#### What is expected:
The response must consist of all the entries, duplicated without alteration.

#### Data records:
####
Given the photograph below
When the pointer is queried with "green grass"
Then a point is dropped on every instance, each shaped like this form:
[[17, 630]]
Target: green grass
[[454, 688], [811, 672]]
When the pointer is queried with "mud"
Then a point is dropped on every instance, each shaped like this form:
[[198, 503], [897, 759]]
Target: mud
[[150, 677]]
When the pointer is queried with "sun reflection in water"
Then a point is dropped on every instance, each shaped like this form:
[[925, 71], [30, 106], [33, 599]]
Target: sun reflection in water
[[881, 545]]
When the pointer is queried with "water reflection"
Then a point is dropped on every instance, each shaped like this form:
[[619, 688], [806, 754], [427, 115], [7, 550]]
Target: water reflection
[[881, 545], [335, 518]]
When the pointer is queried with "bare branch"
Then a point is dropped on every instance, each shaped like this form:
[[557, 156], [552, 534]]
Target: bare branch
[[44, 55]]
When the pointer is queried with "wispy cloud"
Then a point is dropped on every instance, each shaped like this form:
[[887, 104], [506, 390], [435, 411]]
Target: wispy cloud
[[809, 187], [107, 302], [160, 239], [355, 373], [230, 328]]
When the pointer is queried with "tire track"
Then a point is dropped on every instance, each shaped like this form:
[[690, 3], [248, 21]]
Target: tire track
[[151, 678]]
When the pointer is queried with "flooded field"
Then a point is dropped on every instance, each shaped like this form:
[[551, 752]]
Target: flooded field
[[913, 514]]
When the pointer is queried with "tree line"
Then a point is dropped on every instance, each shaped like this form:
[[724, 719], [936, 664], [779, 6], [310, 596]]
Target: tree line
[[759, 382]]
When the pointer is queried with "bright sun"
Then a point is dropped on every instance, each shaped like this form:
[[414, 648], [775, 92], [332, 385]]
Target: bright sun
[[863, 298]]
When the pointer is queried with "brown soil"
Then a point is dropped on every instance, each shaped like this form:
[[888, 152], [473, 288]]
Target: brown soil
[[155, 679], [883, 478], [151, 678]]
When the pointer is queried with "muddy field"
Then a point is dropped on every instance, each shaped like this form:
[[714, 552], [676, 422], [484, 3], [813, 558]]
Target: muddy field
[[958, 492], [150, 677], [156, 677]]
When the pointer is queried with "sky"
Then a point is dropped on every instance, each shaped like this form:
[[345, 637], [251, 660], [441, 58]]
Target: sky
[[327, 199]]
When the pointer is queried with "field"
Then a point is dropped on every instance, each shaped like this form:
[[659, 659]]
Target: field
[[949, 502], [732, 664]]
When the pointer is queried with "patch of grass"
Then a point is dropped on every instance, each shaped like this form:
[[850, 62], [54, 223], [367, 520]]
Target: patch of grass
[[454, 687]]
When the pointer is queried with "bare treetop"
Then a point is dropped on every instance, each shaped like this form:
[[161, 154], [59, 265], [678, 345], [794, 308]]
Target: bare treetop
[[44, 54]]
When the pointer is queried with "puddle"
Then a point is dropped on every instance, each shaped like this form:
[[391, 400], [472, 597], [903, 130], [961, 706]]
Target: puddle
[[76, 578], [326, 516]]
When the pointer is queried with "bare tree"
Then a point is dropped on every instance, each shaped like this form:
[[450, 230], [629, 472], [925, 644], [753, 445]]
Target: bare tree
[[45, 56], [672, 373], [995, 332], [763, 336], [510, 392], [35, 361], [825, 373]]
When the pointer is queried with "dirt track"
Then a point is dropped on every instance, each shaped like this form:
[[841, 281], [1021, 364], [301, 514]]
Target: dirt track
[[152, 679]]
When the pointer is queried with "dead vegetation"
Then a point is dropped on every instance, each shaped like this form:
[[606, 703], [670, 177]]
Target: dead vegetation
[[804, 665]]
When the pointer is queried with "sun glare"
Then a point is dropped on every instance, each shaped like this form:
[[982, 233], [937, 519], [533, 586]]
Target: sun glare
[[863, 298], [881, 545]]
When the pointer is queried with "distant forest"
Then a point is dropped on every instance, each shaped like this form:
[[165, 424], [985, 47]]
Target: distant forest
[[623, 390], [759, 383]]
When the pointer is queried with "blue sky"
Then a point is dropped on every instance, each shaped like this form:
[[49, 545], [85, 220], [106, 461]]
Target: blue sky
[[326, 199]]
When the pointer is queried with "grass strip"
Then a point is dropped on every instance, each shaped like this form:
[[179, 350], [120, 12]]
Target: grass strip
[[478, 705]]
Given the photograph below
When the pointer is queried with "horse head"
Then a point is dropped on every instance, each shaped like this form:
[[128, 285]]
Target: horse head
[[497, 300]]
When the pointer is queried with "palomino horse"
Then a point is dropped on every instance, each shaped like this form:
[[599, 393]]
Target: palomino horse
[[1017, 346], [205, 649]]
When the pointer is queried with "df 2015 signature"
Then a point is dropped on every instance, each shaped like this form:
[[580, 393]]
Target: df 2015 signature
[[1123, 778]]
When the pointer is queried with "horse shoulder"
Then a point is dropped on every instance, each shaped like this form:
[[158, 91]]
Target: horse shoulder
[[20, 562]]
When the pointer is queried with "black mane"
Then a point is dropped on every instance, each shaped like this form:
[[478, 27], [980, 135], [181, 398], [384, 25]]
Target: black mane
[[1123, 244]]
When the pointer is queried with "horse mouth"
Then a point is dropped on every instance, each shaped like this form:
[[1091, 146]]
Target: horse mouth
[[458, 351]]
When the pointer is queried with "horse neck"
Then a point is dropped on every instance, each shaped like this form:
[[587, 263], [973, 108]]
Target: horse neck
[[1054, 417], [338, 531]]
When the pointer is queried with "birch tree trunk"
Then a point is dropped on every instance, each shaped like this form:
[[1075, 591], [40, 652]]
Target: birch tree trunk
####
#### Written solution:
Given the photograph below
When the pointer is queried with "green grass"
Then a point is dropped on every instance, each shaped like this form:
[[17, 630]]
Target: green grass
[[454, 688], [811, 672]]
When the pointer is queried with "mud"
Then a point is dropped on every instance, each shaped like this form:
[[198, 503], [897, 759]]
Target: mud
[[150, 677]]
When the pointer is queried with "sun reflection in water"
Then a point is dropped on every instance, each shaped like this form:
[[925, 71], [30, 106], [33, 599]]
Target: sun reflection in water
[[881, 545]]
When the pointer is queried with "water reflection"
Then a point is dropped on every instance, each shaped like this form:
[[619, 688], [806, 754], [427, 115], [7, 550]]
Target: water reflection
[[881, 545], [335, 518]]
When the pointer is queried with "bare branch"
Then a point is dropped on every instance, each shaped like this form:
[[557, 156], [552, 534]]
Target: bare branch
[[44, 55]]
When the pointer is queried with "wispy cloud"
Then a point is dropped on every instance, each shaped like this form:
[[887, 104], [506, 390], [435, 411]]
Target: wispy cloud
[[809, 187], [107, 302], [160, 239], [355, 373], [230, 328]]
When the pointer is queried with "tire track"
Then a point is dropped on every instance, each shaped like this form:
[[690, 3], [248, 21]]
Target: tire track
[[151, 678]]
When the pointer is queried with "flooded field"
Then a point is dropped on every instance, each shaped like this form:
[[551, 752]]
Target: flooded field
[[913, 514]]
When the pointer is queried with "tree line"
Then a point is dropped on every instance, each shaped like this form:
[[724, 719], [936, 664], [779, 6], [310, 596]]
Target: tree line
[[759, 382]]
When the pointer is queried with "bright sun"
Then a point is dropped on every instance, each shaped like this form:
[[414, 648], [775, 92], [332, 385]]
Target: bright sun
[[863, 298]]
When the pointer is queried with "brown soil"
Then a point is dropped on every instance, each shaped like this form:
[[888, 152], [473, 288]]
Target: brown soil
[[155, 679], [883, 478], [151, 678]]
When the pointer is queried with "muddy field"
Then a point is dropped on every instance, each shaped like this form:
[[714, 552], [676, 422], [484, 3], [813, 558]]
Target: muddy field
[[958, 492], [150, 677], [156, 677]]
When the pointer is queried with "sky"
Then a point is dropped on every instance, each shaped like this form:
[[345, 637], [251, 660], [441, 58]]
Target: sky
[[327, 199]]
When the pointer is queried with "field"
Then a point is dropped on every instance, each shaped like this form:
[[659, 659]]
Target: field
[[949, 502], [732, 664]]
When the pointer is queried with "patch of grass"
Then a point is dropped on every instance, each shaped like this form:
[[850, 62], [54, 223], [367, 520]]
Target: patch of grass
[[454, 687]]
When the pointer is queried with "bare treetop"
Then a point is dropped on every instance, each shaped like this form:
[[161, 154], [59, 265], [678, 345], [794, 308]]
Target: bare treetop
[[44, 54]]
When the pointer is queried with "puddle"
Then a point is dropped on every instance, each shaped like this form:
[[391, 400], [472, 597], [903, 130], [961, 706]]
Target: puddle
[[76, 578], [326, 516]]
When the pointer is queried with "bare tree"
Then a point is dropped on every instance, each shaped like this form:
[[450, 230], [629, 472], [925, 644], [753, 445]]
Target: bare tree
[[45, 56], [672, 373], [995, 332], [763, 336], [510, 392], [35, 361], [825, 373]]
When the pointer is queried with "dirt track"
Then a point is dropped on every instance, each shaped like this form:
[[841, 281], [1021, 364], [301, 514]]
Target: dirt track
[[152, 679]]
When the pointer is queried with "dead vegetation"
Then a point is dropped on every instance, each shaped like this form:
[[606, 703], [670, 177]]
Target: dead vegetation
[[804, 665]]
When the pointer is queried with "sun glare"
Then a point is dropped on every instance, each shaped like this form:
[[982, 233], [937, 519], [533, 586]]
Target: sun glare
[[863, 298], [881, 545]]
When the pointer is queried with "distant forest"
Then a point is dropped on every instance, each shaped like this form:
[[165, 424], [985, 47]]
Target: distant forest
[[623, 390], [759, 383]]
When the pointer is queried with "blue sky"
Then a point is dropped on every instance, each shaped like this form:
[[49, 545], [85, 220], [106, 461]]
Target: blue sky
[[326, 199]]
When the pointer is queried with "grass strip"
Then a point is dropped on every instance, each shaped like this form:
[[179, 350], [120, 12]]
Target: grass strip
[[478, 705]]
Given the photograph below
When the pointer is queried with "horse head"
Then a point is dropped on every instance, each shaped like this form:
[[128, 285]]
Target: horse head
[[497, 300]]
When the pointer is queried with "palomino horse"
Then a point is dropped on every instance, each shaped like this form:
[[599, 393]]
Target: palomino horse
[[1017, 346], [205, 649]]
When the pointer is queried with "df 2015 signature"
Then a point is dropped on every instance, each shaped like this form:
[[580, 393]]
Target: df 2015 signature
[[1123, 778]]
When the pointer is queried with "horse shoulder"
Then a point is dropped on every instance, each shaped like this form:
[[158, 91]]
Target: horse shoulder
[[20, 562]]
When the pointer is queried with "black mane"
Then a point is dropped on every instance, each shaped like this form:
[[478, 27], [980, 135], [181, 398], [384, 25]]
Target: black mane
[[1123, 244]]
When the pointer is queried with "horse mouth"
Then a point is dropped on every instance, each shaped like this form:
[[1091, 146]]
Target: horse mouth
[[458, 351]]
When the pointer is queried with "horse neck"
Then a point is dropped on every instance, each shaped like this form:
[[587, 263], [973, 108]]
Target: horse neck
[[1054, 417], [338, 531]]
When the pointer is queried with "birch tree trunk"
Then a point is dropped on every instance, each shaped like this form:
[[1075, 591], [40, 652]]
Target: birch tree trunk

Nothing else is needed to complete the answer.